■ **Written problem**
Copy out the rows below, swapping "basilica" for "church" wherever it appears and leaving everything else unchanged.

■ **Record excerpts**

%%

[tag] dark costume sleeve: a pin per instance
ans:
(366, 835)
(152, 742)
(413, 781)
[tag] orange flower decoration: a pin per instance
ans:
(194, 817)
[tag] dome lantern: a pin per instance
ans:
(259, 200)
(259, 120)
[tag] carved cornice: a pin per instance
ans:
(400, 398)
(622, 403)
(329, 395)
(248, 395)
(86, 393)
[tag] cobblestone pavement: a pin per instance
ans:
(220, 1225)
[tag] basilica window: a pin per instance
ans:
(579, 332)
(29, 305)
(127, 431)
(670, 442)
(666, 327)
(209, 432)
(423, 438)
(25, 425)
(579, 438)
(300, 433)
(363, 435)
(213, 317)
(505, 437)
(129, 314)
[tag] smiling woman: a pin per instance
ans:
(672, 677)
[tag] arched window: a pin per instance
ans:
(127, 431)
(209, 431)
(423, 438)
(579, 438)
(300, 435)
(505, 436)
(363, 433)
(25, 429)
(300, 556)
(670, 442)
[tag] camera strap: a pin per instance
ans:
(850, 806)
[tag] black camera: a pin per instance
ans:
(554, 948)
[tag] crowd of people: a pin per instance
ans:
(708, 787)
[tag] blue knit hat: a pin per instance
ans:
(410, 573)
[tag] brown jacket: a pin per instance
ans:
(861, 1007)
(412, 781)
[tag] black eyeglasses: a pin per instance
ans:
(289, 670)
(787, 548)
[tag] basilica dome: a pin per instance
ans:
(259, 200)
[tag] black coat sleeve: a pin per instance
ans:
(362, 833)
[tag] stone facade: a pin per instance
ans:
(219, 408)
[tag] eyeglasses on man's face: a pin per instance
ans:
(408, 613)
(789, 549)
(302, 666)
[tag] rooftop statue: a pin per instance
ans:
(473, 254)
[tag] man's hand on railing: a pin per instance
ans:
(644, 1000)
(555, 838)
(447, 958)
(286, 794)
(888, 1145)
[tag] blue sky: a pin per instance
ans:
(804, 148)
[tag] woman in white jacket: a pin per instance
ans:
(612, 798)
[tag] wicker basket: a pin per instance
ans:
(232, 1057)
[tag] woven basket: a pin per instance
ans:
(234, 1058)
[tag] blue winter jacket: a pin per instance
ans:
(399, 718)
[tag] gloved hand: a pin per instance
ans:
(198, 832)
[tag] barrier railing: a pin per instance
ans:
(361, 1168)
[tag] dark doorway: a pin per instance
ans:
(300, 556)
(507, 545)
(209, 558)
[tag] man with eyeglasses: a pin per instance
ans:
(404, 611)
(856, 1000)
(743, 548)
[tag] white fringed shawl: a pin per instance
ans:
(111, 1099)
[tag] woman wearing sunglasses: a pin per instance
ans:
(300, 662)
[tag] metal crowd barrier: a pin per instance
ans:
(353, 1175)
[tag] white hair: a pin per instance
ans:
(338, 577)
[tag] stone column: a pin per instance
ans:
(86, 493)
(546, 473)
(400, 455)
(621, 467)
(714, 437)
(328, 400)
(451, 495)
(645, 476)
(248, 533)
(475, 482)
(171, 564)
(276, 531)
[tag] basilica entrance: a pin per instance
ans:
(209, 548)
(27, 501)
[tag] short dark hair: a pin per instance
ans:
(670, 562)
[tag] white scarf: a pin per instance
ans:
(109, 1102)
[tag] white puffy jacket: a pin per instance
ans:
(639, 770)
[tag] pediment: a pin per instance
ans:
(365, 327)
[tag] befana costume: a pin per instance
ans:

%%

■ **Task answer**
[tag] dark costume sleeve: a pin per instance
ans:
(366, 835)
(152, 742)
(413, 781)
[tag] orange flower decoration: a pin per instance
ans:
(194, 817)
[tag] dome lantern: a pin per instance
ans:
(259, 200)
(259, 120)
[tag] carved cornice: a pin per instance
ans:
(400, 398)
(622, 403)
(329, 395)
(248, 395)
(86, 393)
[tag] cobblestone pavement: a pin per instance
ans:
(220, 1225)
[tag] church window: a pin per instance
ans:
(579, 332)
(29, 305)
(127, 431)
(670, 442)
(666, 327)
(209, 432)
(423, 438)
(25, 425)
(579, 438)
(300, 433)
(363, 435)
(213, 317)
(505, 437)
(129, 314)
[tag] smiling woman: a pin per instance
ans:
(672, 677)
[tag] arched window: a pin per instance
ans:
(127, 431)
(209, 431)
(423, 438)
(579, 438)
(300, 435)
(505, 436)
(363, 433)
(25, 429)
(300, 556)
(670, 442)
[tag] camera strap: a pin per instance
ans:
(850, 806)
[tag] black camera: a pin per instance
ans:
(554, 948)
[tag] crowd of people: a pin per instance
ans:
(708, 787)
[tag] blue knit hat: a pin per instance
ans:
(410, 573)
[tag] brown jacket: a pin per instance
ans:
(861, 1007)
(412, 781)
[tag] black eyeglasses: a pin per instance
ans:
(289, 670)
(787, 548)
[tag] church dome: a pin per instance
ans:
(259, 200)
[tag] black coat sleeve: a pin per instance
ans:
(362, 833)
[tag] stone facade: a pin per instance
ans:
(219, 408)
[tag] eyeglasses on man's face: a pin per instance
ans:
(408, 613)
(789, 549)
(302, 666)
[tag] rooftop statue: a pin per instance
ans:
(473, 254)
[tag] man's hand on railing: a pin per instance
ans:
(644, 1000)
(555, 838)
(447, 958)
(286, 794)
(888, 1145)
[tag] blue sky: a pin per instance
ans:
(804, 148)
[tag] woman in white jacket: a pin per instance
ans:
(612, 798)
[tag] wicker basket: a pin per instance
ans:
(232, 1057)
[tag] woven basket: a pin per instance
ans:
(234, 1058)
[tag] blue winter jacket: a pin per instance
ans:
(399, 718)
[tag] gloved hand: a pin per instance
ans:
(198, 832)
[tag] barrier railing: a pin per instance
ans:
(361, 1168)
[tag] dark doorway: a pin per instance
ans:
(300, 556)
(507, 545)
(209, 558)
[tag] man with eyeglasses: a pin per instance
ans:
(404, 611)
(856, 1000)
(743, 548)
[tag] white fringed shawl: a pin per instance
ans:
(111, 1099)
[tag] woman wearing sunglasses: a pin per instance
ans:
(300, 662)
[tag] metal crowd barrier: a pin per instance
ans:
(353, 1175)
[tag] white hair: a pin per instance
ans:
(338, 577)
[tag] stone column: a pin per instance
ans:
(86, 493)
(546, 473)
(400, 455)
(621, 467)
(714, 437)
(328, 400)
(451, 495)
(645, 476)
(248, 533)
(475, 482)
(171, 564)
(276, 531)
[tag] church entrance: a pin per instance
ans:
(209, 548)
(27, 501)
[tag] short dark hair: a pin per instance
ans:
(670, 562)
[tag] white scarf: a pin per instance
ans:
(109, 1102)
[tag] white puffy jacket: a pin per instance
ans:
(639, 770)
[tag] pediment: a pin per instance
ans:
(365, 327)
[tag] befana costume: a pin per instance
ans:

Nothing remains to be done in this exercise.